--- Start of Extracted text ---

Lets convert Sex, Embarked & Initial columns from string to number using StringIndexer

In [38]:
indexers = [StringIndexer(inputCol=column, outputCol=column+"_index").fit(titanic_df) for column in ["sex","embarked","Initial"]]
pipeline = Pipeline(stages=indexers)
titanic_df = pipeline.fit(titanic_df).transform(titanic_df)

In [39]:
titanic_df.show()

+------+--------------------+------+------+-----+-----+--------+--------+--------+--------+-------+-----------+-----+---------+--------------+-------------+
|pclass|                name|   sex|   Age|sibsp|parch|  ticket|    fare|embarked|survived|Initial|Family_Size|Alone|sex_index|embarked_index|Initial_index|
+------+--------------------+------+------+-----+-----+--------+--------+--------+--------+-------+-----------+-----+---------+--------------+-------------+
|     1|Allen, Miss. Elis...|female|  29.0|    0|    0|   24160|211.3375|       S|       1|   Miss|          0|    1|      1.0|           0.0|          1.0|
|     1|Allison, Master. ...|  male|0.9167|    1|    2|  113781|  151.55|       S|       1| Master|          3|    0|      0.0|           0.0|          3.0|
|     1|Allison, Miss. He...|female|   2.0|    1|    2|  113781|  151.55|       S|       0|   Miss|          3|    0|      1.0|           0.0|          1.0|
|     1|Allison, Mr. Huds...|  male|  30.0|    1|    2|  1

In [40]:
titanic_df.printSchema()

--- End of Extracted text ---

* What you need to do:
[1] Turn the records, from their first line through the line containing "423 906 L 513", into a numbered list, omitting any blank lines.
[2] Carry on the Spark tutorial on indexing Titanic data from the point where it stops.
The Spark tutorial on the Titanic data and the records that come after it have nothing to do with each other.

--- Start of Data section ---

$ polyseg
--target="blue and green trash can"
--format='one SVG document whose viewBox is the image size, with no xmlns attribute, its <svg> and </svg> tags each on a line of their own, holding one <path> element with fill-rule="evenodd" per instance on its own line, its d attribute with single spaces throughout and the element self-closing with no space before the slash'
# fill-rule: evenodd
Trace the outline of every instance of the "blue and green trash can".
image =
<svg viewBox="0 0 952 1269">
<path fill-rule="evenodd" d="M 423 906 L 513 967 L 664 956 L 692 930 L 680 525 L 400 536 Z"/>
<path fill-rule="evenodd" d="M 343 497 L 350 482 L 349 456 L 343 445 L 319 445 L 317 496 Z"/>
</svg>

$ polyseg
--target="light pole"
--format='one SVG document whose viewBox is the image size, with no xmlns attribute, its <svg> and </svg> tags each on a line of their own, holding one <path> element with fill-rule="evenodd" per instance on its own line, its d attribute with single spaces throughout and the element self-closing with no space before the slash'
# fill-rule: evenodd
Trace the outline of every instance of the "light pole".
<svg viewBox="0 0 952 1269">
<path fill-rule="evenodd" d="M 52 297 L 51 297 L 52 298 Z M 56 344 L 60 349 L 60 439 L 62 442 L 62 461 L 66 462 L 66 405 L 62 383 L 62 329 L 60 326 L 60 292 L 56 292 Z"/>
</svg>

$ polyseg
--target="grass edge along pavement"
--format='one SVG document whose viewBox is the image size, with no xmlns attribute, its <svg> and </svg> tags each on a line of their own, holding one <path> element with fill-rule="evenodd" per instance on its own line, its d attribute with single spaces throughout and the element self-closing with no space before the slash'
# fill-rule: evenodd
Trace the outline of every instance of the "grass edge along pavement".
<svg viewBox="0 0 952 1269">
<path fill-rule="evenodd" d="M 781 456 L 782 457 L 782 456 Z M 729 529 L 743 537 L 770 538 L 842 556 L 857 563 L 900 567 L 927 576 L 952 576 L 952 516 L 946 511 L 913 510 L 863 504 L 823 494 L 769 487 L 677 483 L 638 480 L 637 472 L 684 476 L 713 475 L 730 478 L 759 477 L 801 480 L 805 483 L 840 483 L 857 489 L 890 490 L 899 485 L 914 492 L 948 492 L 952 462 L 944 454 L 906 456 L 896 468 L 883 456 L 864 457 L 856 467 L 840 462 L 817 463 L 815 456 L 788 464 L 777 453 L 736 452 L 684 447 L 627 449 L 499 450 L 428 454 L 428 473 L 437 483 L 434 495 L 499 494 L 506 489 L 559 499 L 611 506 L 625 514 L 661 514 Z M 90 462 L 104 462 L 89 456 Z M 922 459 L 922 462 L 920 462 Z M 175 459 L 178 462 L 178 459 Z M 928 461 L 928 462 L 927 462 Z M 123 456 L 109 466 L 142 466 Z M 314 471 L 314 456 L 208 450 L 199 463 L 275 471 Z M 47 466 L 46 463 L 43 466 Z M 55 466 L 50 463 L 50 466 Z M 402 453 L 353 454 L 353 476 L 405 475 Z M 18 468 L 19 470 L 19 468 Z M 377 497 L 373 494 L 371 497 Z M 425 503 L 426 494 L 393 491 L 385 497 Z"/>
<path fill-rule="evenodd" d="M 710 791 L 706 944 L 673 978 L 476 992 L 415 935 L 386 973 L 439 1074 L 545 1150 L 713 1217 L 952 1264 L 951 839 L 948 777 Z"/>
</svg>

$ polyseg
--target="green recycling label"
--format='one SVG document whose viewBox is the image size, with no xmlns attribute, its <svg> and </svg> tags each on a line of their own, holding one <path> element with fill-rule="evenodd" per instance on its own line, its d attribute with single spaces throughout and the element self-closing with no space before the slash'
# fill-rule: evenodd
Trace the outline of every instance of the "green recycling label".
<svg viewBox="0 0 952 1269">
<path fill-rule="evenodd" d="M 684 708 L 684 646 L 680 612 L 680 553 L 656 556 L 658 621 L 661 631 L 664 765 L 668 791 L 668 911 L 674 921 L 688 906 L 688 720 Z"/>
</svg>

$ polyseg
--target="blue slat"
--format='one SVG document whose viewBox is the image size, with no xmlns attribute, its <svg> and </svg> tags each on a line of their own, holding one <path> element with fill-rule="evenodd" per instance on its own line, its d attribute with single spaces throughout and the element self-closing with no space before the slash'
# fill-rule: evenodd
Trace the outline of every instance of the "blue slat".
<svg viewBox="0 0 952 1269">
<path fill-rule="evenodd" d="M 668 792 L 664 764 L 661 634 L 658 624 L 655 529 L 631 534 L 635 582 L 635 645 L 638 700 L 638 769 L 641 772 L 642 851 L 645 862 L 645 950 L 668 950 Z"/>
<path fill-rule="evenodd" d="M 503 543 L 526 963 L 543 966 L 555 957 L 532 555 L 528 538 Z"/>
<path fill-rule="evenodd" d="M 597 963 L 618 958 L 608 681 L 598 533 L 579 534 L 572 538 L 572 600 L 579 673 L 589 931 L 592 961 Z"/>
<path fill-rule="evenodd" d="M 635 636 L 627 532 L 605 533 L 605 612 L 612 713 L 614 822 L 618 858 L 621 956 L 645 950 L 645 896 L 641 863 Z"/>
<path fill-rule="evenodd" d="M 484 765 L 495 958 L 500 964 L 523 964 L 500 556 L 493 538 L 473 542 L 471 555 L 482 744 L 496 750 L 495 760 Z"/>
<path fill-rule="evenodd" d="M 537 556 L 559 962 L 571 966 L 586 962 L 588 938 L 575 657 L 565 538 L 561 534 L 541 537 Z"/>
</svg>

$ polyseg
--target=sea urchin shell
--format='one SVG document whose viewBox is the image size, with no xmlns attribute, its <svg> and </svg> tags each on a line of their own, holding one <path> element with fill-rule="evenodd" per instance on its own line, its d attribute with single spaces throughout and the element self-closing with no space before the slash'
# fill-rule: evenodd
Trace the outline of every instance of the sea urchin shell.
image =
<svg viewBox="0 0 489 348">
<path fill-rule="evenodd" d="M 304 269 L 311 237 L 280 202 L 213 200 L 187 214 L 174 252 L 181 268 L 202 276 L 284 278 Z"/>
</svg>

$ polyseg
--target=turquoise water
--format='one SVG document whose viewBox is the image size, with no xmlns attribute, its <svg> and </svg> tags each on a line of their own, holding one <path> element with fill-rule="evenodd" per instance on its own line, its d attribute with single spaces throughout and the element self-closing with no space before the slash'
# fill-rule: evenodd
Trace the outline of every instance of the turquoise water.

--- End of Data section ---

* Written responses:
[1]
1. $ polyseg
2. --target="blue and green trash can"
3. --format='one SVG document whose viewBox is the image size, with no xmlns attribute, its <svg> and </svg> tags each on a line of their own, holding one <path> element with fill-rule="evenodd" per instance on its own line, its d attribute with single spaces throughout and the element self-closing with no space before the slash'
4. # fill-rule: evenodd
5. Trace the outline of every instance of the "blue and green trash can".
6. image =
7. <svg viewBox="0 0 952 1269">
8. <path fill-rule="evenodd" d="M 423 906 L 513 967 L 664 956 L 692 930 L 680 525 L 400 536 Z"/>

[2]
root
 |-- pclass: integer (nullable = true)
 |-- name: string (nullable = true)
 |-- sex: string (nullable = true)
 |-- Age: double (nullable = true)
 |-- sibsp: integer (nullable = true)
 |-- parch: integer (nullable = true)
 |-- ticket: string (nullable = true)
 |-- fare: double (nullable = true)
 |-- embarked: string (nullable = false)
 |-- survived: integer (nullable = true)
 |-- Initial: string (nullable = true)
 |-- Family_Size: integer (nullable = true)
 |-- Alone: integer (nullable = false)
 |-- sex_index: double (nullable = false)
 |-- embarked_index: double (nullable = false)
 |-- Initial_index: double (nullable = false)



Now let's remove the columns we won't be using for our ML Classifier

In [41]:
titanic_df = titanic_df.drop("PassengerId","Name","Ticket","Cabin","Embarked","Sex","Initial")

In [48]:
titanic_df.show()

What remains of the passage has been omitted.